===== Фрагмент для чтения =====
У По Монос рассуждает: что произошло за сто лет в сознании человечества и в реальности после того, как он и Уна покинули землю после Смерти. Они встречаются в вечности – «прекрасная и возлюбленная Уна», «нежная Уна»: «Глубочайшая взаимная любовь пылала когда-то в их сердцах». Смерть открыла Моносу тайну вечной жизни: «теперь моя навеки». «Я знаю, человеческий род может избежать конечного уничтожения, только "вновь родившись"»… Ещё в земной жизни они рассуждали: «земля, получив очищение, < …> станет, наконец, достойным жилищем для человека – человека, очищенного смертью <…> для обновлённого, возрождённого, блаженного и отныне бессмертного, хотя по-прежнему телесного человека».
Как иллюстрировать столь умозрительные рассуждения? И можно ли вообще? Традиционалист избрал бы путь нарратива, воспользовавшись воспоминаниями Моноса об их земной любви, уходу Уны за любимым во время болезни, его похоронах. Что же материализует из их беседы, берётся воспроизвести Алексеев? Лишь вот это: «возникли бесчисленные, громадные, дымные города. Зелёная листва отступила перед дыханием фабричных горнов. Прекрасный лик Природы обезобразился, точно изуродованный какой-нибудь отвратительной болезнью». Страшная картина. Мы видим бездушную геометрию чёрных заводских дымящихся труб, пустые глазницы бесконечных окон, знакомых по прежним работам, – драму цивилизации, беспокоящую ХХ век значительно больше, чем во времена По. Эти драматические образы уже появлялись у Алексеева в «Сибирских ночах» Кесселя, в «Живом Будде» Морана. Здесь он дважды повторяет кубистически решаемый промышленный пейзаж и помещает его в предисловии Супо до того, как начнутся мистические откровения Моноса, до того, как появятся эти необычные герои. Алексеев вступает в запредельное, недоступное человеку. Он берётся представить Моноса и Уну, пребывающих после смерти в Вечности. Текст По влияет на воображение художника, на его мучительное стремление проникнуть в тайну жизни и смерти – с чем мы уже не раз встречались в его прежних графических работах. Лицом к зрителю обнажёнными представали в старой живописи в вечном раю Адам и Ева. И зритель мог любоваться их прекрасной плотью и райскими кущами. Здесь ни того ни другого. Здесь изощрённая техника художника и болезненно-мистические откровения. По меткому наблюдению Жоржа Нива, «надо обладать необыкновенной смелостью, чтобы перевести это откровение после смерти на язык кислоты и меди».
=====
▶ _Цель задания_:
Где, согласно фрагменту об иллюстрациях Алексеева, художник помещает кубистически решаемый промышленный пейзаж?
===== Исходные данные =====
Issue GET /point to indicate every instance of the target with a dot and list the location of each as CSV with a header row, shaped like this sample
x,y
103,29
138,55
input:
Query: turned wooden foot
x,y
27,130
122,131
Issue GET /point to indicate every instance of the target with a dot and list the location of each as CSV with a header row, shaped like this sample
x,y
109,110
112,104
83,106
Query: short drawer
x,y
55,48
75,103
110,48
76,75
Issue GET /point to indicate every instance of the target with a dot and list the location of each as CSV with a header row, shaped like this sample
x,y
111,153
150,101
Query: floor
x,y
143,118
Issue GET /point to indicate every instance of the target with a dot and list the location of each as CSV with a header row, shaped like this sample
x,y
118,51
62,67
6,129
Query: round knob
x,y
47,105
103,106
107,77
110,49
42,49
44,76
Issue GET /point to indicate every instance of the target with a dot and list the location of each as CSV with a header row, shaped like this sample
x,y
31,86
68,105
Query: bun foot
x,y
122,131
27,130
=====
▶ _Решение ниже_:
В предисловии Супо, до того как начнутся мистические откровения Моноса.